_EXERCISE DESCRIPTION_.
Report every line in the listing below that contains the string "gray", copying each line in full. Case counts.

Data listing
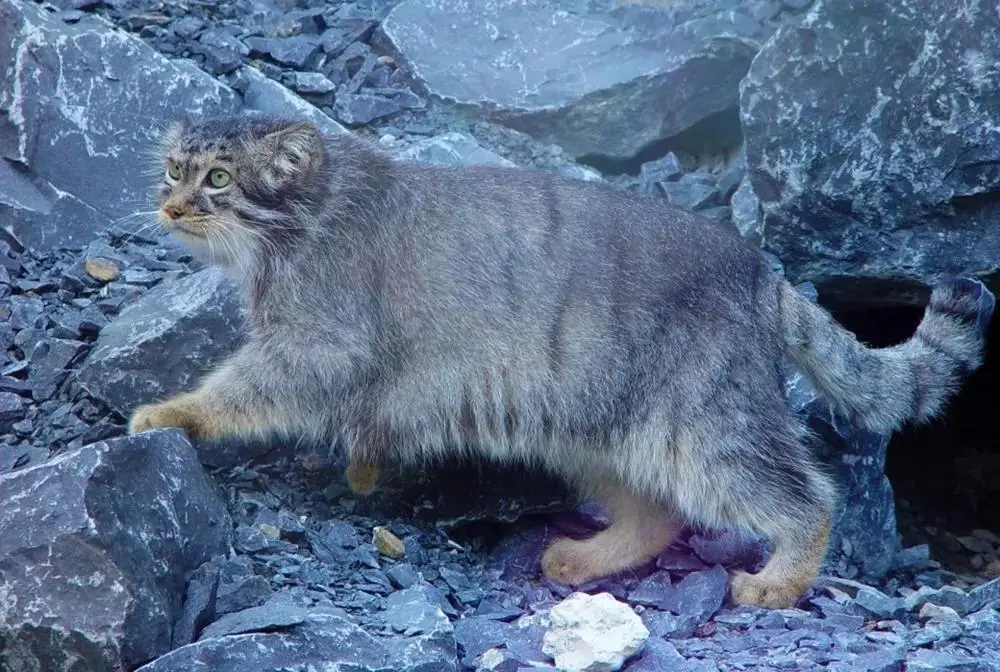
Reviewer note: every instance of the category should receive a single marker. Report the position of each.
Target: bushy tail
(881, 388)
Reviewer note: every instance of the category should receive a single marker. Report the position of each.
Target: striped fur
(631, 347)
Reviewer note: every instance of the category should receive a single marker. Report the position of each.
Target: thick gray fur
(415, 311)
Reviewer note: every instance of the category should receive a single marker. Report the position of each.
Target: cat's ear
(292, 152)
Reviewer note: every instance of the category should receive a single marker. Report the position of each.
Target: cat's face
(228, 184)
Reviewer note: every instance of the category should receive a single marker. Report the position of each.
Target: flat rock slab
(593, 81)
(266, 96)
(165, 341)
(95, 545)
(321, 641)
(872, 143)
(80, 105)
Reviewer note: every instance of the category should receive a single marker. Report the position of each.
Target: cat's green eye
(219, 178)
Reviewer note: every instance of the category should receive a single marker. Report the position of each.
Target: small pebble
(102, 269)
(387, 543)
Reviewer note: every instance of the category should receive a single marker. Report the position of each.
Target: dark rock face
(164, 341)
(62, 125)
(872, 142)
(613, 82)
(95, 548)
(313, 637)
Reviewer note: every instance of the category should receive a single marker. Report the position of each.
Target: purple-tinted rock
(730, 549)
(199, 603)
(651, 590)
(476, 634)
(699, 594)
(675, 559)
(665, 624)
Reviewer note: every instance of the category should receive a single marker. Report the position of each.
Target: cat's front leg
(235, 401)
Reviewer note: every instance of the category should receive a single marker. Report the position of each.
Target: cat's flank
(633, 348)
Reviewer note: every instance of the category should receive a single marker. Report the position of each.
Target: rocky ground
(121, 552)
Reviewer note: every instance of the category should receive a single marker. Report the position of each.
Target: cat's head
(236, 185)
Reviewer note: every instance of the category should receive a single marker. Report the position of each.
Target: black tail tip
(966, 299)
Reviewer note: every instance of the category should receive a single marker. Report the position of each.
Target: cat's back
(531, 228)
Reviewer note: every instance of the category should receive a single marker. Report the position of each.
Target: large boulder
(161, 344)
(80, 104)
(873, 145)
(601, 80)
(95, 548)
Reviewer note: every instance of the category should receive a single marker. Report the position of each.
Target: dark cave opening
(945, 474)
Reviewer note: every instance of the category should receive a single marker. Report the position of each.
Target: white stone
(593, 633)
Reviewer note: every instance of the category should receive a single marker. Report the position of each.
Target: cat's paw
(571, 562)
(764, 590)
(171, 413)
(362, 476)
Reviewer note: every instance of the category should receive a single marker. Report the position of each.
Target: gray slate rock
(611, 83)
(264, 95)
(94, 548)
(450, 149)
(323, 638)
(887, 171)
(163, 342)
(63, 125)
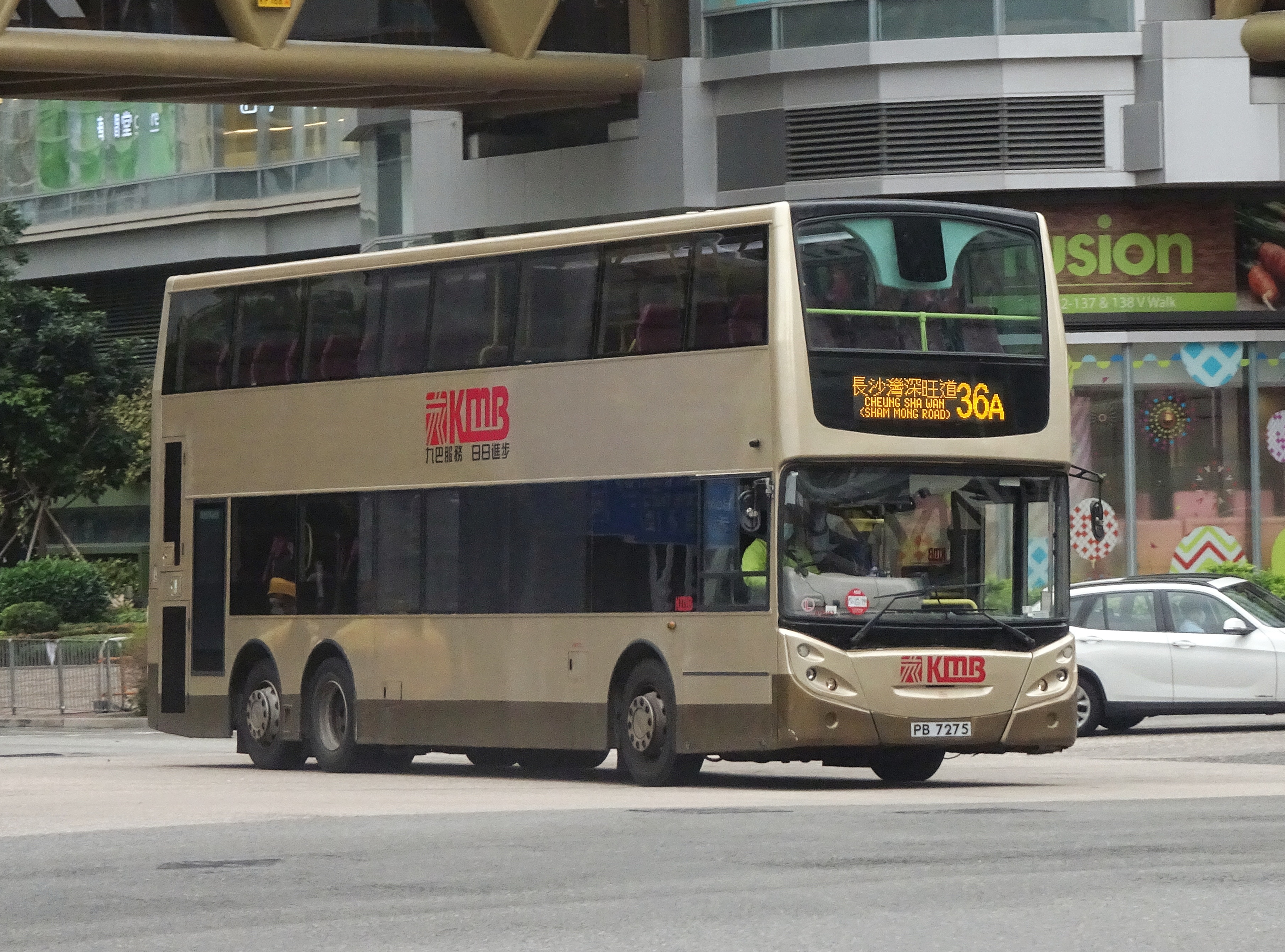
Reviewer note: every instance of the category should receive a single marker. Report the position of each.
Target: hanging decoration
(1212, 365)
(1216, 478)
(1204, 548)
(1276, 436)
(1082, 541)
(1165, 421)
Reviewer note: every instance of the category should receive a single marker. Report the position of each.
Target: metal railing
(70, 678)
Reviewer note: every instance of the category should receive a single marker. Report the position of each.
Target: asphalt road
(1169, 838)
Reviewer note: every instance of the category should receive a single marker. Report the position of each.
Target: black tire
(492, 757)
(1121, 724)
(333, 722)
(559, 761)
(647, 732)
(1090, 707)
(906, 765)
(259, 721)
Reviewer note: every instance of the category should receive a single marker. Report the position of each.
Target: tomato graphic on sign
(858, 602)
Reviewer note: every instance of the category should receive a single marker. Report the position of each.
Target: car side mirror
(1098, 521)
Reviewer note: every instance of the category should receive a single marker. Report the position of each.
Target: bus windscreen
(926, 325)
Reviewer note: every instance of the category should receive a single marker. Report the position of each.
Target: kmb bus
(775, 483)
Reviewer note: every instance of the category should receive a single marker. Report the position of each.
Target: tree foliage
(65, 431)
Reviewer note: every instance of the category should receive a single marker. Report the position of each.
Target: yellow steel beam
(1264, 38)
(512, 27)
(7, 10)
(264, 25)
(383, 69)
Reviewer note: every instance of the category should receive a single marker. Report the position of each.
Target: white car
(1176, 645)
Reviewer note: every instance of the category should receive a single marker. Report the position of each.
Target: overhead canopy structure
(260, 64)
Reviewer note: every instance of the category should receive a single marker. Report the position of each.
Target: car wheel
(647, 730)
(1089, 707)
(492, 757)
(259, 721)
(906, 765)
(1121, 724)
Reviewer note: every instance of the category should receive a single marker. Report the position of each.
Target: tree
(64, 428)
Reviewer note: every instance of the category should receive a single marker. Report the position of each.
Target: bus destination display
(927, 400)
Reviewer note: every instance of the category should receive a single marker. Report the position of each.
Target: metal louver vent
(958, 135)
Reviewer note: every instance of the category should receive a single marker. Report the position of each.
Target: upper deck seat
(273, 363)
(660, 329)
(340, 356)
(712, 325)
(748, 323)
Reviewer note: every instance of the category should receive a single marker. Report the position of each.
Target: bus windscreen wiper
(1022, 638)
(861, 634)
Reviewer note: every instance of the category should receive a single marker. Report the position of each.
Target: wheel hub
(646, 721)
(1082, 707)
(264, 713)
(332, 716)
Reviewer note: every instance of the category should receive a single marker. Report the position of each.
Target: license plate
(941, 729)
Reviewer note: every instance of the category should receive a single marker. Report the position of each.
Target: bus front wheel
(906, 765)
(259, 721)
(647, 730)
(332, 720)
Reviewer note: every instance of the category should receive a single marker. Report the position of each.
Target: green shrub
(76, 589)
(1271, 581)
(29, 618)
(124, 577)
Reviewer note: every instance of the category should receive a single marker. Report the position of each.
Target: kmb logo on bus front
(943, 670)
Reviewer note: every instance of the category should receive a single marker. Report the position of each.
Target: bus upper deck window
(923, 283)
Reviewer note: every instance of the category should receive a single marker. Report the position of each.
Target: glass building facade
(71, 160)
(753, 26)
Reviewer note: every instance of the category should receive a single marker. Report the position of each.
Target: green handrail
(923, 318)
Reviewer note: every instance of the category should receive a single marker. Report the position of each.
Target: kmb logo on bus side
(943, 670)
(477, 415)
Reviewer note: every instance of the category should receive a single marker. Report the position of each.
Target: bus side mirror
(1097, 521)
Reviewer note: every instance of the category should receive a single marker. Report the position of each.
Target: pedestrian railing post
(58, 666)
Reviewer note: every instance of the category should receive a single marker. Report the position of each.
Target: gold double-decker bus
(775, 483)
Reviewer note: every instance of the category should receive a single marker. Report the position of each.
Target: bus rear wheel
(259, 721)
(906, 765)
(647, 733)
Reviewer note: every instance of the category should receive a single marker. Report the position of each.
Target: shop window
(730, 290)
(340, 345)
(644, 297)
(265, 557)
(556, 318)
(269, 334)
(919, 20)
(823, 25)
(733, 34)
(405, 332)
(329, 556)
(473, 310)
(1193, 455)
(1098, 445)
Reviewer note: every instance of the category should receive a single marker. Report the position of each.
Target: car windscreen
(1258, 602)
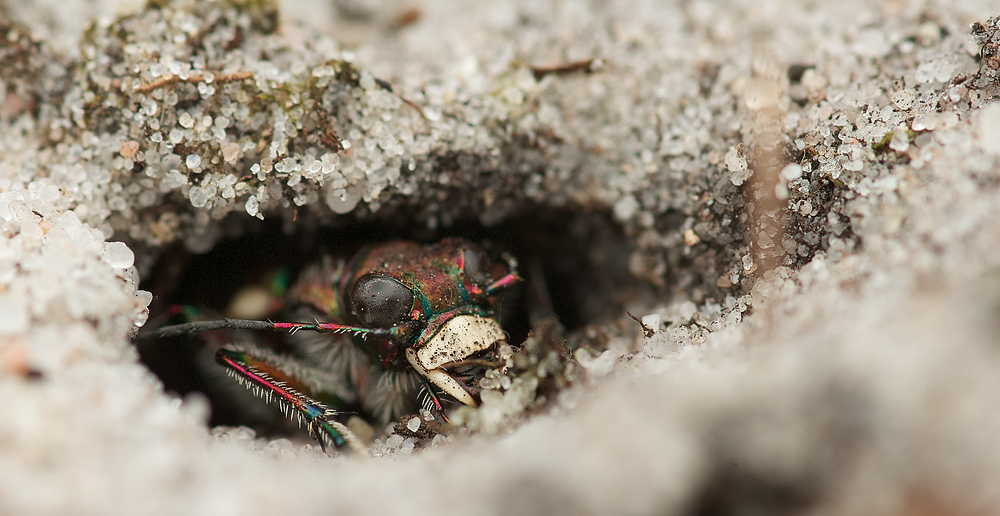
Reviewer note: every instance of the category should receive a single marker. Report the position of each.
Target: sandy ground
(811, 188)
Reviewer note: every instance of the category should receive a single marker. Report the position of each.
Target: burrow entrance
(578, 259)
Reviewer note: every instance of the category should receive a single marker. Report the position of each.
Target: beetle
(396, 321)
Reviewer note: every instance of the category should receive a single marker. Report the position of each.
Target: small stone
(394, 441)
(626, 207)
(900, 141)
(118, 255)
(129, 149)
(13, 316)
(230, 152)
(253, 206)
(691, 238)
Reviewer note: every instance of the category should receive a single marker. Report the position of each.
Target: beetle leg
(430, 402)
(254, 370)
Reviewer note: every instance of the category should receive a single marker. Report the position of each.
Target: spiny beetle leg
(272, 385)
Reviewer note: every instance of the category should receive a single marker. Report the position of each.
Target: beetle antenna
(177, 330)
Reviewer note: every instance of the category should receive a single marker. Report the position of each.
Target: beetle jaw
(460, 338)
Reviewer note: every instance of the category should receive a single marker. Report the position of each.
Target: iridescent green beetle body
(396, 319)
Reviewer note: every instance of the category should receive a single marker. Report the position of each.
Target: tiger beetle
(397, 322)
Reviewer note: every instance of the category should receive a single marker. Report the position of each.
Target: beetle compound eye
(380, 301)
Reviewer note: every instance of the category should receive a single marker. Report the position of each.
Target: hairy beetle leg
(271, 384)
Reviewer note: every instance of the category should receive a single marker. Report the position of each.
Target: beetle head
(439, 301)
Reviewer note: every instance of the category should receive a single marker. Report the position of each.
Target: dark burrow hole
(578, 259)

_FULL OUTPUT_.
Target: thick gray fur
Target: gray slate rock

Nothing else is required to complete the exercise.